- **TO BE DONE**: Reproduce every one of the entries below word for word, omitting the pictures.

- **DATASET RECORDS**:
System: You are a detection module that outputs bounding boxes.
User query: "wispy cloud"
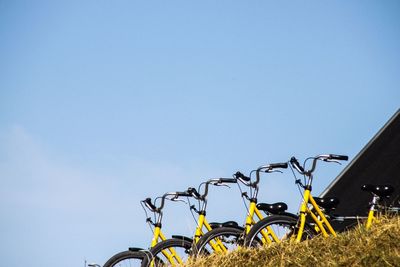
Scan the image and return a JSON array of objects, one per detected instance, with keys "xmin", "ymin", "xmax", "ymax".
[{"xmin": 0, "ymin": 125, "xmax": 206, "ymax": 267}]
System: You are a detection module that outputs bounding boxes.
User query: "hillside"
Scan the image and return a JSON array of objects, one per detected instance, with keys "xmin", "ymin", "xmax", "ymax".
[{"xmin": 186, "ymin": 218, "xmax": 400, "ymax": 267}]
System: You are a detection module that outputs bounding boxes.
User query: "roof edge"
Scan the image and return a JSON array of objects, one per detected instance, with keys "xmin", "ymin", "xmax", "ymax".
[{"xmin": 320, "ymin": 109, "xmax": 400, "ymax": 197}]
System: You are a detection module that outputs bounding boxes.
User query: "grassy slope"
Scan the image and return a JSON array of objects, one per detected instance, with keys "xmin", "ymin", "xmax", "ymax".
[{"xmin": 186, "ymin": 218, "xmax": 400, "ymax": 267}]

- **WRITTEN RESPONSE**:
System: You are a detection module that outputs bounding boxes.
User query: "wispy cloud"
Scan the image and return a JSON array of objects, one per detected instance, with keys "xmin", "ymin", "xmax", "ymax".
[{"xmin": 0, "ymin": 125, "xmax": 206, "ymax": 267}]
System: You are a detection module that outputs bounding boxes.
User query: "hillside"
Scan the image and return a JSON array of objects, one per detected instance, with keys "xmin", "ymin", "xmax", "ymax".
[{"xmin": 186, "ymin": 218, "xmax": 400, "ymax": 267}]
System: You are a detection module that outputs bounding boxes.
User query: "roof edge"
Scan the image and return a JSON array of objects, one per detected instance, with keys "xmin", "ymin", "xmax", "ymax".
[{"xmin": 320, "ymin": 109, "xmax": 400, "ymax": 197}]
System: You are a detection module that outputs bounding boxes.
User query: "grassy slope"
Scan the image and return a JSON array of objects, one per detected instance, with keys "xmin", "ymin", "xmax", "ymax".
[{"xmin": 186, "ymin": 218, "xmax": 400, "ymax": 267}]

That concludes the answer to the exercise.